**** Exercise materials

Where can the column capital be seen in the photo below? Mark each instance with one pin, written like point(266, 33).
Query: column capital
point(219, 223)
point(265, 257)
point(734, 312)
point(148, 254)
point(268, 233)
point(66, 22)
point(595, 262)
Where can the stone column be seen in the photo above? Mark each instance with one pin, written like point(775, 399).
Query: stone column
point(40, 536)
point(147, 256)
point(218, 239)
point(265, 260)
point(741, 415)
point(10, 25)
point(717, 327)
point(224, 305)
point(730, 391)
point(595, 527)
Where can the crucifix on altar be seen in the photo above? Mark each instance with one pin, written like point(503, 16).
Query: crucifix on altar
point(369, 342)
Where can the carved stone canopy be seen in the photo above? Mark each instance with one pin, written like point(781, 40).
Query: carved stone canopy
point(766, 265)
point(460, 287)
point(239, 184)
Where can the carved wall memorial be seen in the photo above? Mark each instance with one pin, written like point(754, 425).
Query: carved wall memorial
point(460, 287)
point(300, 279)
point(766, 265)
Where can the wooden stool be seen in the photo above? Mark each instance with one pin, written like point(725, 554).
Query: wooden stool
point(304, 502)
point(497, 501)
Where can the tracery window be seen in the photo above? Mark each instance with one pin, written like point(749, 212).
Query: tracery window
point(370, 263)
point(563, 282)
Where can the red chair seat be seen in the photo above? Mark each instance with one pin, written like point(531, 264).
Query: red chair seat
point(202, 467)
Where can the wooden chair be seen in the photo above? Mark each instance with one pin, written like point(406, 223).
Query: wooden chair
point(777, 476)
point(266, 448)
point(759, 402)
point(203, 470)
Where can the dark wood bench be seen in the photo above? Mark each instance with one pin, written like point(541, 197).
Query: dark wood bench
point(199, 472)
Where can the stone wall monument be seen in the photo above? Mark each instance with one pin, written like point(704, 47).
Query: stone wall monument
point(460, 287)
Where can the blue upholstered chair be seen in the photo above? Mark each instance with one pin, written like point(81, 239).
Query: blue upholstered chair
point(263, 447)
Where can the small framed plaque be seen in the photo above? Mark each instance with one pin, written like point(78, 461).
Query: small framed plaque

********

▶ _Required action_:
Among the lines of the data above, find those with the word "plaque" and show them.

▶ _Result_:
Where can the small framed plaque be seen in the photo above? Mark each instance with one pin, written like point(78, 461).
Query: small framed plaque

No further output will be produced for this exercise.